━━━━━ DOCUMENT TEXT

In English the other day, our teacher posed an interesting question: if you had unlimited time and money and a team of the best minds in the world, what would you get them to build? What would be valuable enough to humanity that you could justify using all those resources to create it?

I didn't even have to think. My table group turned to me, and without thinking I blurted out the words "hoverboard wheelchair".

They laughed. Obviously. But I honestly hadn't been expecting them to: I mean, imagine the possibilities! A hoverboard wheelchair could traverse rough surfaces at speed, it could get you up and down random ledges smoothly, and if the hover-technology was strong enough, it might even be able to make it up a flight of stairs. And yet the people around me didn't really seem to see it as massively important.

The teacher called an end to the conversation, and people started to give their answers. Food that could be grown in famine-ridden countries. A way of ending global warming. Negotiating world peace. And the more I heard other people's points of view, the more I felt kind of selfish.

These other suggestions would quite possibly save the entire world. And there I was, aiming my invention towards a fairly small percentage of the world, and, if I was perfectly honest, mostly trying to help myself.

When I got home, I thought about this some more. Making it easier for disabled people to access the world doesn't seem like a terrible idea, so what was it that made the hoverboard wheelchair funny, rather than a brilliant idea?

Eventually, I came to the conclusion that I was just trying to go about it the wrong way. And ... that's where the curb cut effect comes in.

A pavement on a London street
Curb cuts are called dropped kerbs in the UK, and depending on where you live you might also know them as curb ramps or kerb ramps. A dropped kerb is a sloping section of pavement which allows a person to cross the road without having to take a big step down; without them, most wheelchair users wouldn't be able to move around independently, so they're a massively important part of making the world accessible to as many people as possible. But, believe it or not, they haven't existed as long as pavements have.

━━━━━━━━━━

◆ DIRECTIONS
1. In the passage about the hoverboard wheelchair, what are curb cuts called in the UK?
2. From the passage about the hoverboard wheelchair, write out the words from "I didn't even" up to and including "as massively important.", keeping every word and mark the same.
3. Write the next part of the passage about the hoverboard wheelchair, starting right after its last sentence.
The entries that come next are not needed.

━━━━━ INFORMATION SHOWN

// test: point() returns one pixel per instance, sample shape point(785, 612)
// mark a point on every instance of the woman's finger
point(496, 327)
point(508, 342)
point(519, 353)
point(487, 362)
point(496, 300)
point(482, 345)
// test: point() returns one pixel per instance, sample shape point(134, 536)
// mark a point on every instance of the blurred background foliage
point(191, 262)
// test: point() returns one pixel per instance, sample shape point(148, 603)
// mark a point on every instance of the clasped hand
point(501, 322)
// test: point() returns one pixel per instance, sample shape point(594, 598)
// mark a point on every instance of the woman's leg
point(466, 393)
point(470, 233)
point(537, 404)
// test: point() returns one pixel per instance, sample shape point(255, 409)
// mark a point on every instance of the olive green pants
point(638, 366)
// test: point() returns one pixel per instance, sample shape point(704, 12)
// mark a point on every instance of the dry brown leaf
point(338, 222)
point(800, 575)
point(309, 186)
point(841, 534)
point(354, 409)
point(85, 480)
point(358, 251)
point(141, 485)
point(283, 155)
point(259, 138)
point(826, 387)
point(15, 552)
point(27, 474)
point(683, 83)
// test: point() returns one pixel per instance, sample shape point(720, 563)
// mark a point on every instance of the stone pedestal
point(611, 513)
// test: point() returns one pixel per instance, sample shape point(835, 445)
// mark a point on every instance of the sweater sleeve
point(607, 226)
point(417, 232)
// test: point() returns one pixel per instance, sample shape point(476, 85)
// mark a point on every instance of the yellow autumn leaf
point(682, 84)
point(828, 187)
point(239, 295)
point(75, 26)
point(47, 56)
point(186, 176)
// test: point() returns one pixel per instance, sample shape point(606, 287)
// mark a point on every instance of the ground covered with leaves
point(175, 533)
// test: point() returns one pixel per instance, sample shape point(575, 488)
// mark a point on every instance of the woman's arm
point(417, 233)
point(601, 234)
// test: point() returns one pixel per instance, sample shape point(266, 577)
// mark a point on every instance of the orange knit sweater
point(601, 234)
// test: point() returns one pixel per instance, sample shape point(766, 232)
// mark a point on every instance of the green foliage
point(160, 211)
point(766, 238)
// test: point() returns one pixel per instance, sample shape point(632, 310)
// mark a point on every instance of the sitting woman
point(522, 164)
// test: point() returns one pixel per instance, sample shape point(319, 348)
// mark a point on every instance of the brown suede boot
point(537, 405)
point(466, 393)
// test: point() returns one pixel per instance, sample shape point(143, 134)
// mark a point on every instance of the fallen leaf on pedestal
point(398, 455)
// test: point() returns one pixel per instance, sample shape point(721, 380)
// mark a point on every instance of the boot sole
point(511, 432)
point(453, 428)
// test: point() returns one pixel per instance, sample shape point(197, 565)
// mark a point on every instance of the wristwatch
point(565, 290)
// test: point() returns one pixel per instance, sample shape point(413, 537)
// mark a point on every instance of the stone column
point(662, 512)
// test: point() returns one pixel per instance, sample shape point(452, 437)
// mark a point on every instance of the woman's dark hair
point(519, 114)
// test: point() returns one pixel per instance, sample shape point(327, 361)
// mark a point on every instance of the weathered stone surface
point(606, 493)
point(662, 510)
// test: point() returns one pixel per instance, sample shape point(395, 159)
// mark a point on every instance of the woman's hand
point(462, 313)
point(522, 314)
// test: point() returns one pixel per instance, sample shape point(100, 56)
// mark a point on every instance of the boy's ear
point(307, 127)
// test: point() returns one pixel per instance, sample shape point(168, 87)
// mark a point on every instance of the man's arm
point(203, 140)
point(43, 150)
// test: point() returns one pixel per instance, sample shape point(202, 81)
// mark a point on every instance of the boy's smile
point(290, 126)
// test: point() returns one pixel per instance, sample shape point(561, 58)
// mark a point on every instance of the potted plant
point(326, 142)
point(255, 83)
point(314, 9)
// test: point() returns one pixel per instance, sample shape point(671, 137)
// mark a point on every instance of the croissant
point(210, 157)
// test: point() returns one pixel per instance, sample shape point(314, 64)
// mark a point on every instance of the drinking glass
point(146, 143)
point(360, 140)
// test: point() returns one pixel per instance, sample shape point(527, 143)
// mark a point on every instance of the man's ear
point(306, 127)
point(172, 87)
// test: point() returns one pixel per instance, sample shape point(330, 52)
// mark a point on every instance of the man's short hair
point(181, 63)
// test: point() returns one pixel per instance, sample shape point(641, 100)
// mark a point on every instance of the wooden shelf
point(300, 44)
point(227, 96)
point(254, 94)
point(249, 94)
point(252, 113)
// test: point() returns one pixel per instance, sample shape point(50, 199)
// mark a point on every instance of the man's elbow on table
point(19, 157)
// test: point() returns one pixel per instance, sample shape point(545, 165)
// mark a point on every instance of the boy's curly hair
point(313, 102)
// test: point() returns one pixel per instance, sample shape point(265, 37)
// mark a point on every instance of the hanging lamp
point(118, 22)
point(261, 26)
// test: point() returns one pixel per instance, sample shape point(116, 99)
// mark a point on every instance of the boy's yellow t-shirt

━━━━━━━━━━

◆ SET OF ANSWERS
1. Dropped kerbs.

2.
I didn't even have to think. My table group turned to me, and without thinking I blurted out the words "hoverboard wheelchair".

They laughed. Obviously. But I honestly hadn't been expecting them to: I mean, imagine the possibilities! A hoverboard wheelchair could traverse rough surfaces at speed, it could get you up and down random ledges smoothly, and if the hover-technology was strong enough, it might even be able to make it up a flight of stairs. And yet the people around me didn't really seem to see it as massively important.

3.
The first curb cuts can be traced back to the 1960s, to a group of disabled civil rights campaigners from UC Berkeley in California, who are some of the most badass people I've ever come across in my research on disability history. Their de facto leader, Ed Roberts, had polio, and he's basically the embodiment of my personal motto, "with great skill and not much responsibility". They fought bitterly with university authorities and local governments to have kerb cuts put in reliably around campus and local roads. They quite literally went out under cover of darkness with spades and concrete to make their own. If you want to know the whole history of the thing, 99% Invisible did a brilliant podcast, but the point is that curb cuts were only ever intended to help the small but significant minority of disabled people in the area, and as time went on the world.

Nowadays, they are typically referred to in Australia as pram ramps.

An artsy shot of a pram
Reports on their usefulness incredulously listed dozens of other groups that they'd helped. Older people. Cyclists. Deliverymen (and yes, it did say men, because it was the 1960s). Nowadays, if you ask the majority of people to guess why curb cuts exist, they probably won't come up with wheelchair users straight away, if at all. This is the curb cut effect. And it isn't necessarily a bad thing.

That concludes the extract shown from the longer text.